◆ **SELECTED PASSAGE**:
[start]
For many young Americans, a college education is the next major step in life following the completion of high school.  As a transitional phase between youth and adulthood, college serves as a time to expand intellectual abilities, to develop academic and social interests, and to begin pursuing a career that will lead them into the future.  Unfortunately, inherent flaws in the educational system hinder the very goals it promises to achieve.  These defects have received little significant criticism, but not only are they nuisances to the immediate studies of students, they may also have negative effects in the long run.  Colleges and students must confront and remedy these problems in order to ensure the utmost productiveness of higher education and the aspiring individuals it sustains.  Impediments to higher learning include the course credit system, inconsistencies in instruction, and general education requirements.  Amending these problems demands individual attention to courses, the uniformity of course material, and a greater focus on practicality.

The current course credit system sacrifices efficiency for convenience.  A common college course is worth three credit hours, and a bachelor’s degree requires a total of one hundred and twenty.  As Carol Geary Schneider and Robert Shoenberg observe, the system overlooks the amount of time necessary for each course to be adequately covered, leading to “a stunning neglect of what a student is supposed to be able to know and do at the completion of any particular course, and of how capacities fostered in any particular course do or should prepare students for work yet to come” (33).  Colleges make the mistake of viewing different courses with the same value, regardless of the effort or time a subject requires, causing students and instructors to stress over an abundance of material compressed into an insufficient period of time, or to find themselves bored with relatively little material stretched over a superfluous period of time.  For example, at Georgia Perimeter College, a Psychology class hastily rushed through its coursework in order to cover all that was necessary for the final exam, while an English Composition course during the same semester finished all of its necessary material a week ahead of schedule, despite having ended class early on most occasions and sometimes skipped class entirely.  The credit system may simplify the educational process, but it consequently dilutes the quality of the education itself.  Instead, faculty members should carefully examine each course separately and determine the best measure to achieve reasonable efficiency.  If a course would benefit from a length of time greater than the normal semester, then it should logically extend its time for instruction.  Conversely, if a course already bears an excessive amount of time, then it should shorten its time for instruction.  Each course needs individual consideration.
[end]
◆ **SET TASK 1**:
According to the passage on college education, how many credit hours does a bachelor's degree require?
The passage on college education and the rows that come after it are unrelated material.

◆ **Named object pointing entries**:
[start]
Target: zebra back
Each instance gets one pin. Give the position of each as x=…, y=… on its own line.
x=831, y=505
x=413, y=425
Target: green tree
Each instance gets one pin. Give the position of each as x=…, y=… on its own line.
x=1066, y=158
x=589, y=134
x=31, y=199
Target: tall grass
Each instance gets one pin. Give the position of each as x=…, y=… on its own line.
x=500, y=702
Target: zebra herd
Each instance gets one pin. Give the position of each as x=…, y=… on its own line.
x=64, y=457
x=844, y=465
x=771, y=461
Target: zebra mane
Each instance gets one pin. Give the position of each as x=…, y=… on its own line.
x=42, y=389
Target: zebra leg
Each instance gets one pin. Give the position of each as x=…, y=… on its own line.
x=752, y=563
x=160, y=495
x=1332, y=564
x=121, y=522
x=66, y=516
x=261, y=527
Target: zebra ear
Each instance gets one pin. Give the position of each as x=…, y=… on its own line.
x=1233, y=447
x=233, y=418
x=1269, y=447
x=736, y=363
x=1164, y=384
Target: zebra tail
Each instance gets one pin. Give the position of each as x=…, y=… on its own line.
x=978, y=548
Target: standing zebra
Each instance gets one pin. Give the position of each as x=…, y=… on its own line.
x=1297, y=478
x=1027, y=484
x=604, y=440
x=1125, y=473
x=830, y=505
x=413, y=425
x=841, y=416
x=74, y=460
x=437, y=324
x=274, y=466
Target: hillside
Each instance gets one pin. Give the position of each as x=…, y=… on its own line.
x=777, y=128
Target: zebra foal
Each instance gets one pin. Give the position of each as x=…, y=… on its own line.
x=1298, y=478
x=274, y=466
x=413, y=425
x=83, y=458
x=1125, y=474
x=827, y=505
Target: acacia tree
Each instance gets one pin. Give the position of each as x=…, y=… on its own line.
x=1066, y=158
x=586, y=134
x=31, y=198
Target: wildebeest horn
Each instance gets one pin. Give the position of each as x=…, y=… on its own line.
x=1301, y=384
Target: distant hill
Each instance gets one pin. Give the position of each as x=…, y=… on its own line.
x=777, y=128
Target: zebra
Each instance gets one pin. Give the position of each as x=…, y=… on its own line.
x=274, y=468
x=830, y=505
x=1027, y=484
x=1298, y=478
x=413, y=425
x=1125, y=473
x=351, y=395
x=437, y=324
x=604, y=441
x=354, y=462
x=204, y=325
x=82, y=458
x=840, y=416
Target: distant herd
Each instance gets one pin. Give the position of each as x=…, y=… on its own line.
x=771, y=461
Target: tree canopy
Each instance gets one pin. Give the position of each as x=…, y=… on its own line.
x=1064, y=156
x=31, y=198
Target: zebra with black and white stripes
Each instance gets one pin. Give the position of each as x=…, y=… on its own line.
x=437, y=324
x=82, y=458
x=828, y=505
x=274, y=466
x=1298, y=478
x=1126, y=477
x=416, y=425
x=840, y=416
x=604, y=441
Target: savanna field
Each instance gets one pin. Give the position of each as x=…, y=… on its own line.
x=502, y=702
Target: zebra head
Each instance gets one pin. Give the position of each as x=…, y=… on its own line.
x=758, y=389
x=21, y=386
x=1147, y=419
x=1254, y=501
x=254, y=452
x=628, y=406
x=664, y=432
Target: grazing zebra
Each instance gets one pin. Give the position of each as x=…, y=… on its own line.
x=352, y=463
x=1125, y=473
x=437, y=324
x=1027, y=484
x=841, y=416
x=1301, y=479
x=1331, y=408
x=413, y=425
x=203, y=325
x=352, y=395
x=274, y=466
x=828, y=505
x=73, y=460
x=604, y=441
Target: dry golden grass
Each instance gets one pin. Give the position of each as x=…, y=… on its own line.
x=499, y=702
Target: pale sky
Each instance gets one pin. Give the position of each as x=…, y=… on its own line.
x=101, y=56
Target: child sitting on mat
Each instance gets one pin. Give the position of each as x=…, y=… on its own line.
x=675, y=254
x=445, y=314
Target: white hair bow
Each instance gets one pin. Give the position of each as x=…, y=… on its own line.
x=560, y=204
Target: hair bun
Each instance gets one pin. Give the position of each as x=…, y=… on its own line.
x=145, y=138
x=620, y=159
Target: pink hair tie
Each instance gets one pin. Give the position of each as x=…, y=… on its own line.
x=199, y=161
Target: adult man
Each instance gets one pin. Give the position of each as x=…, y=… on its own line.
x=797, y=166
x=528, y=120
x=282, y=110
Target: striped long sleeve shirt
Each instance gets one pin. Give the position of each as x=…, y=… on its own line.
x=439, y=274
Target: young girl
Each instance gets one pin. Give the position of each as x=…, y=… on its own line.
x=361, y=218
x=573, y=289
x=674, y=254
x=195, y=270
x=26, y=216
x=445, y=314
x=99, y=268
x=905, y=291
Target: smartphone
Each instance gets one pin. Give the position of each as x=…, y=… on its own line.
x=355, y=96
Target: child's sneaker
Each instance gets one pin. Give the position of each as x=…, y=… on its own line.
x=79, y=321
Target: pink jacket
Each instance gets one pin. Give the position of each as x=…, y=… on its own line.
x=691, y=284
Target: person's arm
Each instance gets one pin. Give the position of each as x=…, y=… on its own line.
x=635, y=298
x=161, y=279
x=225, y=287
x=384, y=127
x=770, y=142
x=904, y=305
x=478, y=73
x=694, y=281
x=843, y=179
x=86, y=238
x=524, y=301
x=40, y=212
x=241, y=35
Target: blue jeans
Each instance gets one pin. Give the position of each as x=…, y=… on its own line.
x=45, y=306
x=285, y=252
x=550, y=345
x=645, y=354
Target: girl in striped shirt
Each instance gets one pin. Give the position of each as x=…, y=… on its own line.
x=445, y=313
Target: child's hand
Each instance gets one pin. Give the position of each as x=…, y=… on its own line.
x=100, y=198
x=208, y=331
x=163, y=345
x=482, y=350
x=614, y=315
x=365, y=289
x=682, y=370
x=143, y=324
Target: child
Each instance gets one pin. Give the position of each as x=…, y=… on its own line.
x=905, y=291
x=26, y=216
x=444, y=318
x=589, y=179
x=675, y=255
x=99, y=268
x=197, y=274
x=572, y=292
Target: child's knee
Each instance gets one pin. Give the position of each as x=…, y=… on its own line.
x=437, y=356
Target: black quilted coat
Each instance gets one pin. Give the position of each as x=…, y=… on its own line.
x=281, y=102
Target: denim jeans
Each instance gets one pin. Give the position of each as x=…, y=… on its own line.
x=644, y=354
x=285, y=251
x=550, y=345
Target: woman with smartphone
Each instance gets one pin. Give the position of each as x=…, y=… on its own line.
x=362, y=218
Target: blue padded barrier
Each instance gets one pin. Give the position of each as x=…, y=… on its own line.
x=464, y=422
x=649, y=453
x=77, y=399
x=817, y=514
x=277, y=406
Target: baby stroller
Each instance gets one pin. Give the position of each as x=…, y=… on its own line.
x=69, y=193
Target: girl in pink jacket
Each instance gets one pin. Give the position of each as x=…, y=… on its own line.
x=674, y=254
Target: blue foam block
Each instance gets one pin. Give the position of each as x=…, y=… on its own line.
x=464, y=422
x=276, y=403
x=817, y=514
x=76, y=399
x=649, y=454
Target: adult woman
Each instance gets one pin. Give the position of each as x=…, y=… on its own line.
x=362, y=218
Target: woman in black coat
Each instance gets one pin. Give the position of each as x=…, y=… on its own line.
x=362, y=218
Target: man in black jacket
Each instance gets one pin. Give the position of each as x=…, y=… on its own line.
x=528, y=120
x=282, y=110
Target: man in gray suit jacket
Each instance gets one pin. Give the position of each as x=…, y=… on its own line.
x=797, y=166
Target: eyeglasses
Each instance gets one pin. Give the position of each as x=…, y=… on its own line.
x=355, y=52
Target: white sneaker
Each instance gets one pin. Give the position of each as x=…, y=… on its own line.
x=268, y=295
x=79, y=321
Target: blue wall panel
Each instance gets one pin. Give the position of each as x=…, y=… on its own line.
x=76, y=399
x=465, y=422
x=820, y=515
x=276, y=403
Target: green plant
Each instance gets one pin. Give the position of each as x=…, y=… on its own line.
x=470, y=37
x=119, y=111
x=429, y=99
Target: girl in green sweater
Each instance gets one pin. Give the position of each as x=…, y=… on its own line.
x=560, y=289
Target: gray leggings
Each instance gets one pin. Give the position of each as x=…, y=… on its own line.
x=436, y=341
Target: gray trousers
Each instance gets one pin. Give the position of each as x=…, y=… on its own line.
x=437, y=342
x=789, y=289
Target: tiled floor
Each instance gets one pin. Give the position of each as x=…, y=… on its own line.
[end]
◆ **SET TASK 2**:
Rewrite the rows, starting with the line with "Target: blue wall panel" and going on through the last line of the rows, with 149 added to every x and y coordinate in the answers.

◆ **FULL ANSWER 1**:
A bachelor's degree requires one hundred and twenty credit hours.

◆ **FULL ANSWER 2**:
Target: blue wall panel
Each instance gets one pin. Give the position of each as x=…, y=… on its own line.
x=225, y=548
x=614, y=571
x=969, y=664
x=425, y=552
Target: green plant
Each instance gets one pin. Give the position of each as x=…, y=… on its own line.
x=619, y=186
x=268, y=260
x=578, y=248
Target: girl in green sweater
Each instance gets one pin. Give the position of each as x=…, y=… on its own line.
x=709, y=438
Target: gray leggings
Each instance gets one pin. Give the position of each as x=…, y=… on its own line.
x=585, y=490
Target: gray trousers
Each instance gets one pin. Give the position of each as x=…, y=… on its own line.
x=586, y=491
x=938, y=438
Target: tiled floor
Each instance gets one pin. Give the position of each as x=…, y=… on its own line.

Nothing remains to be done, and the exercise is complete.